## Written exercise 1
Answer these questions using the text on Richard Hannay:
(a) Who wrote the novel in which Hannay first appeared?
(b) In what year was Hitchcock's film released?
(c) How long has the stage show been running in London's West End?
## Written exercise 2
Print the part of the text on Richard Hannay that runs from "Still funny four" up to and including "out of steam?".
>> start Text provided
Still funny four years on: never has murder been quite so cheerful

Dianne Pilkington's femme fatale is as beguiling as she is short-lived

That an action hero should have many lives at his disposal is a given in these days of bullet-proof Bonds and Bournes. Perhaps greatest in his reincarnatory skills however is Richard Hannay. Originally the cerebral hero of John Buchan’s novel The 39 Steps, Hannay was reinvented in an altogether more comedic vein for Hitchcock’s 1935 film, returned for two more celluloid outings (with a new interest in bomb-disposal), and landed a self-titled TV spin-off.

Most recently it is his stage exploits that have captivated audiences. Celebrating four years in London’s West End this week, will the tireless Richard Hannay ever run out of steam?
>> end Text provided
>> start Supplied data
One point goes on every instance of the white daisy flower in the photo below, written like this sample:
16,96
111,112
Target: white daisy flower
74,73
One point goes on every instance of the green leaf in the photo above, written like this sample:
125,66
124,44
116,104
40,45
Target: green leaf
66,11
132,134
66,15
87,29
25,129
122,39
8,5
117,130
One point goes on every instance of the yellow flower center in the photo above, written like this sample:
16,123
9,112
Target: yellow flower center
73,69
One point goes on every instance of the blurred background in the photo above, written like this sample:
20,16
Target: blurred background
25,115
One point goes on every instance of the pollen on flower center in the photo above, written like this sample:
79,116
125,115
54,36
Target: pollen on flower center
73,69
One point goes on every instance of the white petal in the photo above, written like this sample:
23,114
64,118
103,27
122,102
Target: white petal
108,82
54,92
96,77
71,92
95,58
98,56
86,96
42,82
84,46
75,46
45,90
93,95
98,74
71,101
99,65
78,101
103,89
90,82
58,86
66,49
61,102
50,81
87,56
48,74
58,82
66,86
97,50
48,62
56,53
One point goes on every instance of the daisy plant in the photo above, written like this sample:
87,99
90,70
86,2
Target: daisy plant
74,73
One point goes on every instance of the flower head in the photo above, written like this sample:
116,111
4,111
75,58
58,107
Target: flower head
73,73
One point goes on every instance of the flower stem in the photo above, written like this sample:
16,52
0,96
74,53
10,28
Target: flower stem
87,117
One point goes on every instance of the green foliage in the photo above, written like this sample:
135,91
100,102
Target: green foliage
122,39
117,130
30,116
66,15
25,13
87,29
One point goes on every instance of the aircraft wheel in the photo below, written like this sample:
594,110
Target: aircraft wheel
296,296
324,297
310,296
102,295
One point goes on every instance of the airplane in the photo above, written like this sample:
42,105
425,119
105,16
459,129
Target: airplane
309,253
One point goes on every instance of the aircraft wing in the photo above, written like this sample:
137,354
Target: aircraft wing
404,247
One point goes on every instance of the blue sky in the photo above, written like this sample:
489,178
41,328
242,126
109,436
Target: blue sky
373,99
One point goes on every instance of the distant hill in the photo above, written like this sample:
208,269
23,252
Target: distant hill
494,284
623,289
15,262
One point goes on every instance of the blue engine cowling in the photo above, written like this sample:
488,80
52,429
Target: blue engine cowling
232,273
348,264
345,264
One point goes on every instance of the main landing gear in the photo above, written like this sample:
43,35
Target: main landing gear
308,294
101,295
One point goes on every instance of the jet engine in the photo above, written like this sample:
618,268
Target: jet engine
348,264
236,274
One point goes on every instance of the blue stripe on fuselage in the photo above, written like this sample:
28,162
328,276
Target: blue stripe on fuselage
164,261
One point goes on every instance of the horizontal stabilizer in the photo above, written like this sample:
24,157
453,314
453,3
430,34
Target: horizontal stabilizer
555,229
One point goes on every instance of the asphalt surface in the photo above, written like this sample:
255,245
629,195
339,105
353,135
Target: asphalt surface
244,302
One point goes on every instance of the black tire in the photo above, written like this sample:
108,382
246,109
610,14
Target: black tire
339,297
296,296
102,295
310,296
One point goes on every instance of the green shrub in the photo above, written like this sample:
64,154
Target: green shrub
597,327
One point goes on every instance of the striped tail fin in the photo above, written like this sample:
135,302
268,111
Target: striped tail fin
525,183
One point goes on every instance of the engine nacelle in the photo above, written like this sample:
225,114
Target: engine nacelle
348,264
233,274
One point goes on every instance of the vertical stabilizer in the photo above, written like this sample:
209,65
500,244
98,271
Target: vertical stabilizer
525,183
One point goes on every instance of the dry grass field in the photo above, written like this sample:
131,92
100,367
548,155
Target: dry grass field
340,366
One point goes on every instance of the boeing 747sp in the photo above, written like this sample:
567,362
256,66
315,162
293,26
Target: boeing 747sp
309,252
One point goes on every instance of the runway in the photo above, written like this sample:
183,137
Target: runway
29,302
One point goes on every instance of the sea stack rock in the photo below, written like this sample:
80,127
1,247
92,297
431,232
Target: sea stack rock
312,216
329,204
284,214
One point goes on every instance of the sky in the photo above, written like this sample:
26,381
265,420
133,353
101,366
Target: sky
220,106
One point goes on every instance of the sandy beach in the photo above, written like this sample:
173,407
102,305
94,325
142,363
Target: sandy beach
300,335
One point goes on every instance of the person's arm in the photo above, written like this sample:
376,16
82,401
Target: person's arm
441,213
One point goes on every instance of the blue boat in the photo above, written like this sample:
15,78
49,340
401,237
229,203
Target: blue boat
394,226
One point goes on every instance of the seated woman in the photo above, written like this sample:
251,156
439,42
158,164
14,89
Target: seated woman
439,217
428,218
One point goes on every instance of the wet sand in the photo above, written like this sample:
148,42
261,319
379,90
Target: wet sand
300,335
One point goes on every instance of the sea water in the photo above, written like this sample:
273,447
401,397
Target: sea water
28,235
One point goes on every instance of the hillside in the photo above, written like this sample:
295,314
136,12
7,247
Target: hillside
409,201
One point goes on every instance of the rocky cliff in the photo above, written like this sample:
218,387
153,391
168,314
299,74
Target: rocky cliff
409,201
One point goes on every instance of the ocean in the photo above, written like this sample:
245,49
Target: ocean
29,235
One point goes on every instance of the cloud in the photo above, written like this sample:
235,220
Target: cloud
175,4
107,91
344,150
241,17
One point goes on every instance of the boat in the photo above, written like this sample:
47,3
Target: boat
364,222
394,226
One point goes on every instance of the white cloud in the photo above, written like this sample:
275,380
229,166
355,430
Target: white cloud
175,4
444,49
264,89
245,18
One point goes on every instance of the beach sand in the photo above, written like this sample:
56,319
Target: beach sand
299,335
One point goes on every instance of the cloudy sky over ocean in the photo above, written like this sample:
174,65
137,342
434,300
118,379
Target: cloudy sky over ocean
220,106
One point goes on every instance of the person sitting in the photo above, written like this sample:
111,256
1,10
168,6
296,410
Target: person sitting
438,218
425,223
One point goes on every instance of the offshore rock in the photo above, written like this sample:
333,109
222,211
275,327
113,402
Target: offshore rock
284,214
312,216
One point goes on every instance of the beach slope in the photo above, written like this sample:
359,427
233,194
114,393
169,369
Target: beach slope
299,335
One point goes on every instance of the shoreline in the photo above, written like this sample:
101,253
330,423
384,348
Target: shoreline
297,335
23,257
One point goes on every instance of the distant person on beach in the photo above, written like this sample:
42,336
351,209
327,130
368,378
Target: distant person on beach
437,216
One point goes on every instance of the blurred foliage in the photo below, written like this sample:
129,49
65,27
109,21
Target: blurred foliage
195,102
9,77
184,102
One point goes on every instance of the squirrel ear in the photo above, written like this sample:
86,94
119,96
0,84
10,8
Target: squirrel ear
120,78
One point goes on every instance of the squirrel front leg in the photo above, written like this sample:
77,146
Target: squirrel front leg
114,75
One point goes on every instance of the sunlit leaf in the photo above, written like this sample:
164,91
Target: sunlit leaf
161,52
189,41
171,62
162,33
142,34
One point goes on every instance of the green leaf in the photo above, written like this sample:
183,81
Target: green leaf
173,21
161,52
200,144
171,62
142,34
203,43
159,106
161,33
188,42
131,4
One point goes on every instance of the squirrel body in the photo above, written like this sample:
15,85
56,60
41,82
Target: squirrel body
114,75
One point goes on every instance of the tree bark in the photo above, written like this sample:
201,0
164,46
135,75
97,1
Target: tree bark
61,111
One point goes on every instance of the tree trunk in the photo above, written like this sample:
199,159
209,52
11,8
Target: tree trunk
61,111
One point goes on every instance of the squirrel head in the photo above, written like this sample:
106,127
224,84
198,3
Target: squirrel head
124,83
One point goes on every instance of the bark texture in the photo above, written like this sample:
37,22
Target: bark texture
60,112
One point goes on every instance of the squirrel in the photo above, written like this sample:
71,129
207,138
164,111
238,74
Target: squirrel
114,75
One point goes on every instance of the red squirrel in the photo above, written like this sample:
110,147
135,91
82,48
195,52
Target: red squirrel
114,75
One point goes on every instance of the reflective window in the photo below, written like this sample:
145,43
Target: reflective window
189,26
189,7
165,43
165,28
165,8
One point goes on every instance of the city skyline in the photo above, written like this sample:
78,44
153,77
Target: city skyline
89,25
>> end Supplied data
## Problem solution 1
(a) John Buchan
(b) 1935
(c) Four years

## Problem solution 2
Still funny four years on: never has murder been quite so cheerful

Dianne Pilkington's femme fatale is as beguiling as she is short-lived

That an action hero should have many lives at his disposal is a given in these days of bullet-proof Bonds and Bournes. Perhaps greatest in his reincarnatory skills however is Richard Hannay. Originally the cerebral hero of John Buchan’s novel The 39 Steps, Hannay was reinvented in an altogether more comedic vein for Hitchcock’s 1935 film, returned for two more celluloid outings (with a new interest in bomb-disposal), and landed a self-titled TV spin-off.

Most recently it is his stage exploits that have captivated audiences. Celebrating four years in London’s West End this week, will the tireless Richard Hannay ever run out of steam?